[Records of labeled points]
-- begin --

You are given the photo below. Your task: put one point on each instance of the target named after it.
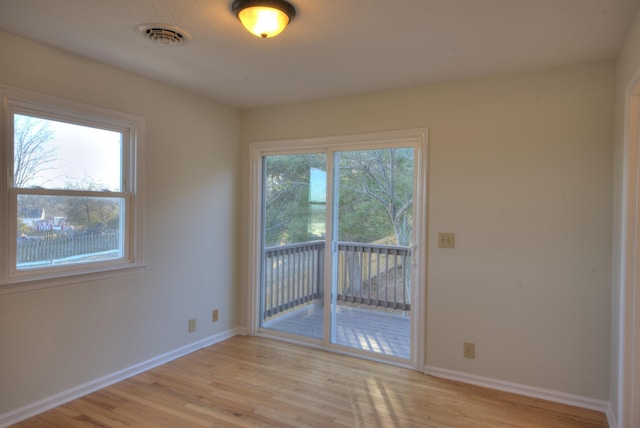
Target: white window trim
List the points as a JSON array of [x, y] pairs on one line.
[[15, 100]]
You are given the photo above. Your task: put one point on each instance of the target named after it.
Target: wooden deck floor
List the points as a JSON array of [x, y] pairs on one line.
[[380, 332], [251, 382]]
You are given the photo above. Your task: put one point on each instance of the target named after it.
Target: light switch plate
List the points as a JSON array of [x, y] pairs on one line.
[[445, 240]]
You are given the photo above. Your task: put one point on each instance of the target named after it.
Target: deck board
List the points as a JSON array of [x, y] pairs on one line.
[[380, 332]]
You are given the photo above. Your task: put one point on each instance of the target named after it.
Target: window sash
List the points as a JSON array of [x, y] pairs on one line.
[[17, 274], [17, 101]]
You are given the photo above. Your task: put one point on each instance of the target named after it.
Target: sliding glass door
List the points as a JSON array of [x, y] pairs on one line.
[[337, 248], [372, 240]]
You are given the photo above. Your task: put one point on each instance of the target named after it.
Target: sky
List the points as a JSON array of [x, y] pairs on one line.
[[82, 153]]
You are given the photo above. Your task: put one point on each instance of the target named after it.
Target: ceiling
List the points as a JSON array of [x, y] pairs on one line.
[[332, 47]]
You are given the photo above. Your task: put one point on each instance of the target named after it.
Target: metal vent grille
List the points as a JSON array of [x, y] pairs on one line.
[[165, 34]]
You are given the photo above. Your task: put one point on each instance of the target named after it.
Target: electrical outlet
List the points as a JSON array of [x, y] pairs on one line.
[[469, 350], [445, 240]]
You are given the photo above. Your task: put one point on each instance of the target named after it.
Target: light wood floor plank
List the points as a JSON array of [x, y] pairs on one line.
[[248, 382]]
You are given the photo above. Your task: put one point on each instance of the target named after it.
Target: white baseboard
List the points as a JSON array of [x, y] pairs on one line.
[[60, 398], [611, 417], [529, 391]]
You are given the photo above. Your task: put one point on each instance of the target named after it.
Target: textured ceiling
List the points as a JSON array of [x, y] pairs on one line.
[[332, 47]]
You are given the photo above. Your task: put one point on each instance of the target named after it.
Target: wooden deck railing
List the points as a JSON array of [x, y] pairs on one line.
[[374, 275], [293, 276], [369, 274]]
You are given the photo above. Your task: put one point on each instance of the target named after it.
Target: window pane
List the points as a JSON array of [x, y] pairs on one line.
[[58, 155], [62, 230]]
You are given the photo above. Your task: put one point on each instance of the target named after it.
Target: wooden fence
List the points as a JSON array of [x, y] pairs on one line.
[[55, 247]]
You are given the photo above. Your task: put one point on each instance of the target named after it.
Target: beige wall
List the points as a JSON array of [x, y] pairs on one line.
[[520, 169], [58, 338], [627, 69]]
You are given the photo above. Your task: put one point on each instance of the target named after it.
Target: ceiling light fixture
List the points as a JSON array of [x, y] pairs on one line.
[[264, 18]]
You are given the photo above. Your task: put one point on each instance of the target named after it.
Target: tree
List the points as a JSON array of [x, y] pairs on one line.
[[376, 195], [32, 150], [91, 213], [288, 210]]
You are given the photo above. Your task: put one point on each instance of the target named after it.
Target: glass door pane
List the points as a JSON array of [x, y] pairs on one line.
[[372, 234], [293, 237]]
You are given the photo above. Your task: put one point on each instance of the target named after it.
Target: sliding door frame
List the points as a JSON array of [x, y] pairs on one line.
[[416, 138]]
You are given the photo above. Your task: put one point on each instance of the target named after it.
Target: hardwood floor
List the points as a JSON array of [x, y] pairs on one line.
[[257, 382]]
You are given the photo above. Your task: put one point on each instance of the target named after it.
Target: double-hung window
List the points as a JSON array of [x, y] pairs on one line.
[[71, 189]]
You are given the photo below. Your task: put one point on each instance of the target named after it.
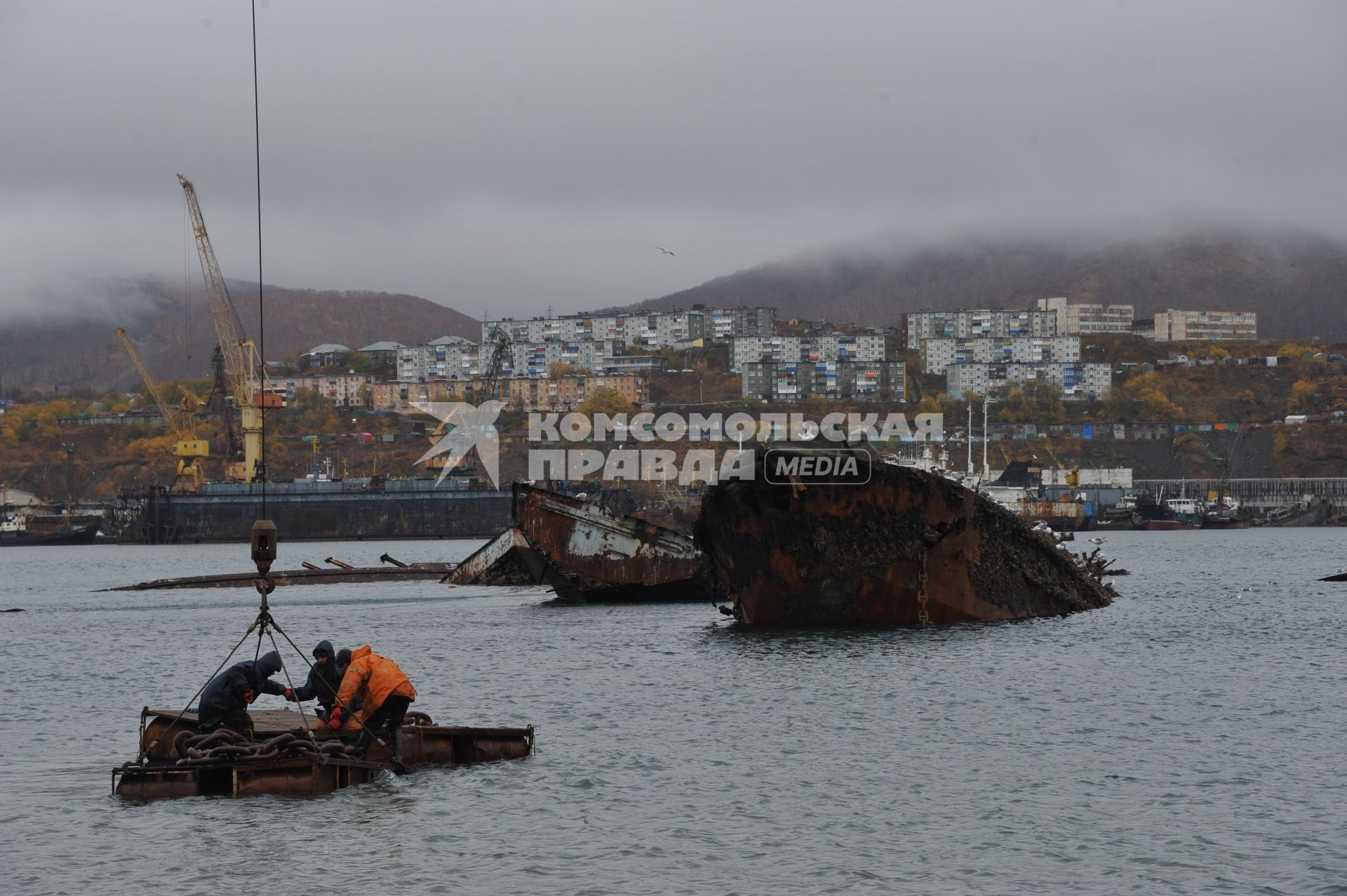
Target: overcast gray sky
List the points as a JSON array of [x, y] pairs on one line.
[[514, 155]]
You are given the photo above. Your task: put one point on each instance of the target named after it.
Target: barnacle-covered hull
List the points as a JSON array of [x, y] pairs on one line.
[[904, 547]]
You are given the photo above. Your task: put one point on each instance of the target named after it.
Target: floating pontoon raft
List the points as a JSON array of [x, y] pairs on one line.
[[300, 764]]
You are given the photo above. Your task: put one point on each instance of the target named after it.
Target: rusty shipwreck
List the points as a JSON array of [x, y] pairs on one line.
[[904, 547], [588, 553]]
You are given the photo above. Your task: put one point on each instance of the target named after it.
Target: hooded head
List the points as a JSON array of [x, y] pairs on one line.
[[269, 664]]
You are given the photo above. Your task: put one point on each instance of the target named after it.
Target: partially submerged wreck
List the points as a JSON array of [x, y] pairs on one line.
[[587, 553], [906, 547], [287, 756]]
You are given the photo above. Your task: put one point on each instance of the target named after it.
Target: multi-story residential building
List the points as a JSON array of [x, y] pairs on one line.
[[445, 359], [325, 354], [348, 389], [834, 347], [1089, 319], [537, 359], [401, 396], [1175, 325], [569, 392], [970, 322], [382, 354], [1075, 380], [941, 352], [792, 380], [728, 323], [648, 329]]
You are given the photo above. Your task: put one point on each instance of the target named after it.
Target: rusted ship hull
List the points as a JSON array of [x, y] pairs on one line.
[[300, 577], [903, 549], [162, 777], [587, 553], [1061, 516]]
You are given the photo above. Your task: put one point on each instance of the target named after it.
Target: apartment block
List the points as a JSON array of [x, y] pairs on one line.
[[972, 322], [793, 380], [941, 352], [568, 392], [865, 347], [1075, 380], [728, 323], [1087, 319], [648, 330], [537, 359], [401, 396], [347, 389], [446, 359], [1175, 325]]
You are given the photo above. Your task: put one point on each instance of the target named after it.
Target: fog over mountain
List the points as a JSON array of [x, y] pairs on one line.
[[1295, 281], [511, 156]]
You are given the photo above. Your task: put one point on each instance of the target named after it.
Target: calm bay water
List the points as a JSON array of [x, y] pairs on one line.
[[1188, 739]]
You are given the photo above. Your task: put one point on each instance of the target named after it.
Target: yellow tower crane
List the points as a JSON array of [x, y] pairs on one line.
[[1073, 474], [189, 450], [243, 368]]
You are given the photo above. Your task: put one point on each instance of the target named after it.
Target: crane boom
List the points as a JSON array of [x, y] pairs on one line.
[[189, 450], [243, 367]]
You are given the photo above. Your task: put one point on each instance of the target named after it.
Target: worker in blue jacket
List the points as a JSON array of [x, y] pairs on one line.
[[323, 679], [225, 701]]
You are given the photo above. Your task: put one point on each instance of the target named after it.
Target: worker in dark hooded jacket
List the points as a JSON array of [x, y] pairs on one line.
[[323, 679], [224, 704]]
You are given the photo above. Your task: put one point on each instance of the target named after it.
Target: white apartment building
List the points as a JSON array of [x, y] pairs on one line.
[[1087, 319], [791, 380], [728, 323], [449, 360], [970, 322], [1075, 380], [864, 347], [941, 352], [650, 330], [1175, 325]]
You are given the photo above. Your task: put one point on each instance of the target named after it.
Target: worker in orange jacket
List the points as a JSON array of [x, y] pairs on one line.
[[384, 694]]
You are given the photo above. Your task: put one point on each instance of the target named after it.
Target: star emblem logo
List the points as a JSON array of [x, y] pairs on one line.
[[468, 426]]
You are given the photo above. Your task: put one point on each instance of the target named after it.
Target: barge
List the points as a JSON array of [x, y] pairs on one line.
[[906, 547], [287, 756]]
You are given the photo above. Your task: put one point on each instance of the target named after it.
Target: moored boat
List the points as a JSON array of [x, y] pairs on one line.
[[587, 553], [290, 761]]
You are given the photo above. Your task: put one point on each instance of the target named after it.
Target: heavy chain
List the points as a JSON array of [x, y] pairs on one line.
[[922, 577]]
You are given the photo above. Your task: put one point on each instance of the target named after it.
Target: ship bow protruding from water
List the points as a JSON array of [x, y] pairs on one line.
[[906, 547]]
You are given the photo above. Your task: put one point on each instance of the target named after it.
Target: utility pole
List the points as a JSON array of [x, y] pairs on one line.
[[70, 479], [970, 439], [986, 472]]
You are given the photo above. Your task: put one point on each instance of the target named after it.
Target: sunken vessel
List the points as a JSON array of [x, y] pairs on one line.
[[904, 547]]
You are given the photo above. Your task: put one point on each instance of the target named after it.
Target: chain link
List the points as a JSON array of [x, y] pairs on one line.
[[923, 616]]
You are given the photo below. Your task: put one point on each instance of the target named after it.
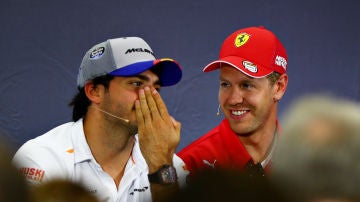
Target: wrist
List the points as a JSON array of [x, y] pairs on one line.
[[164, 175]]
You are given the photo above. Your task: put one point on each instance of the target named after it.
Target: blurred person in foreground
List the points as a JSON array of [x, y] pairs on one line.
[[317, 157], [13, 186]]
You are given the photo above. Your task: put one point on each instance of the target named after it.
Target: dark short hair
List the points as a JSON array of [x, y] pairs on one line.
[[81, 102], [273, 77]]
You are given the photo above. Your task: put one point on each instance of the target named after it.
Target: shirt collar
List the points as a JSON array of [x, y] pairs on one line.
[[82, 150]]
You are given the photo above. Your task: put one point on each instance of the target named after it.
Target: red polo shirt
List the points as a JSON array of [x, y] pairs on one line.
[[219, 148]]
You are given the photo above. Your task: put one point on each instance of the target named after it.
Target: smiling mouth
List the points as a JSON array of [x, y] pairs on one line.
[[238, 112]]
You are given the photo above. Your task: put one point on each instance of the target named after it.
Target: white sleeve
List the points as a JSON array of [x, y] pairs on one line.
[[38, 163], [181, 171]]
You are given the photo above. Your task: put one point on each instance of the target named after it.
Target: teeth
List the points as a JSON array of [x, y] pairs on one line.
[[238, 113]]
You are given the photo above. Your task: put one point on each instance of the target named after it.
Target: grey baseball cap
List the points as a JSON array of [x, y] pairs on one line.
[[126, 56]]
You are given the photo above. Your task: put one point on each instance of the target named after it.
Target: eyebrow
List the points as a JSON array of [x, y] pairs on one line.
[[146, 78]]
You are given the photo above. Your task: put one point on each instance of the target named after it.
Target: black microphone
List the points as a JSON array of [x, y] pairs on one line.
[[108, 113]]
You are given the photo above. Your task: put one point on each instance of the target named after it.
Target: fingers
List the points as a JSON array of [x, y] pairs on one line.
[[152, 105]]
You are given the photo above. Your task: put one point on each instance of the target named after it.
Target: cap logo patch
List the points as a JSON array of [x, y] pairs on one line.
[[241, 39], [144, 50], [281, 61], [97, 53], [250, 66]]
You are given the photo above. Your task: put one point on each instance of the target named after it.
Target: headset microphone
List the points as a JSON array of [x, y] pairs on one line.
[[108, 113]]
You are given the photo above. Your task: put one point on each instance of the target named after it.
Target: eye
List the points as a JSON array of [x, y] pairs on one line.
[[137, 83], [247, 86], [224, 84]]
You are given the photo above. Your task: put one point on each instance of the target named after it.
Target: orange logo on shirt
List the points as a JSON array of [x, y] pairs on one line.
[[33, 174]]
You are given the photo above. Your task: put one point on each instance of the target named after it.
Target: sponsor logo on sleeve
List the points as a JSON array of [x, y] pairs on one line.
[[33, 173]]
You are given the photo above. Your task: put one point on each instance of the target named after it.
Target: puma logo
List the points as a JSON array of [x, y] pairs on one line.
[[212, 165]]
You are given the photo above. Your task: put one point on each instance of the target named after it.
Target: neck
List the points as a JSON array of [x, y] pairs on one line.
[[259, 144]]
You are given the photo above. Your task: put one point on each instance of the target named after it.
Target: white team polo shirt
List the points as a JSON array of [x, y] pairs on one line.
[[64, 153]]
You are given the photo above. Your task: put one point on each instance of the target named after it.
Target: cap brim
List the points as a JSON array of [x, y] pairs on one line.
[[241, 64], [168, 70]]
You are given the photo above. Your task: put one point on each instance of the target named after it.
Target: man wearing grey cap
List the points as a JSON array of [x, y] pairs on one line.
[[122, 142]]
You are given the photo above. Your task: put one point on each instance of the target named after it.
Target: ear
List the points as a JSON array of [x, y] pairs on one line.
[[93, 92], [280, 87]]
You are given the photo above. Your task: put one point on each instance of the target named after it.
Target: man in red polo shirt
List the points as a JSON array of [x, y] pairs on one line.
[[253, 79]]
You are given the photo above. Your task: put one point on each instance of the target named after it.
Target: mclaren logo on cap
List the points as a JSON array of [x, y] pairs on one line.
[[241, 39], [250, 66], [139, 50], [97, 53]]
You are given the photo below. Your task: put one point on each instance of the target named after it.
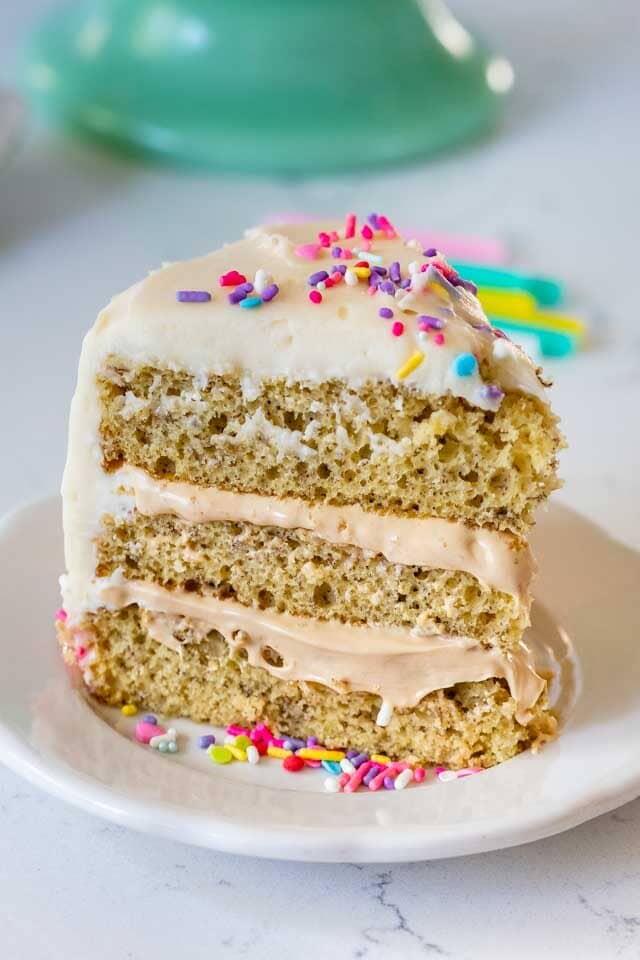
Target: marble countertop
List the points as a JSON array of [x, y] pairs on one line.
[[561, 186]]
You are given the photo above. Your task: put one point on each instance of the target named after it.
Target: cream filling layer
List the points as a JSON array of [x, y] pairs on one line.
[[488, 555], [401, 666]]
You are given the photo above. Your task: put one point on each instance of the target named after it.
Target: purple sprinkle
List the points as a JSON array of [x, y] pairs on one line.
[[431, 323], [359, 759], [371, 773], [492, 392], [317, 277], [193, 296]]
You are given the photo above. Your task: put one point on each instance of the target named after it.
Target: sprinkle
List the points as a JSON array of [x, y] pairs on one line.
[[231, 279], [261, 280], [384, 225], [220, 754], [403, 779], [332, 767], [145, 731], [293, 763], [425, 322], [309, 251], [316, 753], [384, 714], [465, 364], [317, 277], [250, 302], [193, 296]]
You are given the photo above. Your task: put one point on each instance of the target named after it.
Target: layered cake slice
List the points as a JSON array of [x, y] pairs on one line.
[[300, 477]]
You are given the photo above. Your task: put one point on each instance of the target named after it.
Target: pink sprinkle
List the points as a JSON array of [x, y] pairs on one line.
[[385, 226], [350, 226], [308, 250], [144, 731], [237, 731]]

-- end --

Stated problem:
Reproduce the entries from the start of the records through the line containing "[[337, 248], [372, 240]]", both ends included, switching every "photo" to "image" and leaving everything else unchanged. Omit the pictures from your answer.

Response for this exercise:
You are given the image below. Your task: put one point on each instance of the target named after it.
Target: white window trim
List the points as a JSON array of [x, y] pairs on one line.
[[15, 100]]
You are given the image above. Your task: put one point on each instance of the target named after it.
Target: wooden deck floor
List the points as a JSON array of [x, y] pairs on one line.
[[380, 332], [251, 382]]
You are given the image above. Your task: put one point on each instance of the target named after it.
Target: light switch plate
List the points as a JSON array of [x, y] pairs on one line.
[[445, 240]]
You are given the image above. Your task: put one point on each instance of the target named after it.
Target: deck board
List the points as a JSON array of [x, y] pairs on one line.
[[380, 332]]
You are given the image above. Your task: put one point on each instance of the target named after it.
Target: window sash
List the points as a JSON array of [x, y] pairs on one line.
[[17, 274], [17, 101]]
You are given the image above. Your task: put one point on each instance of the target named after it.
Target: sliding glass door
List the points as a JSON array of [x, y] pairs on one line.
[[337, 248], [372, 240]]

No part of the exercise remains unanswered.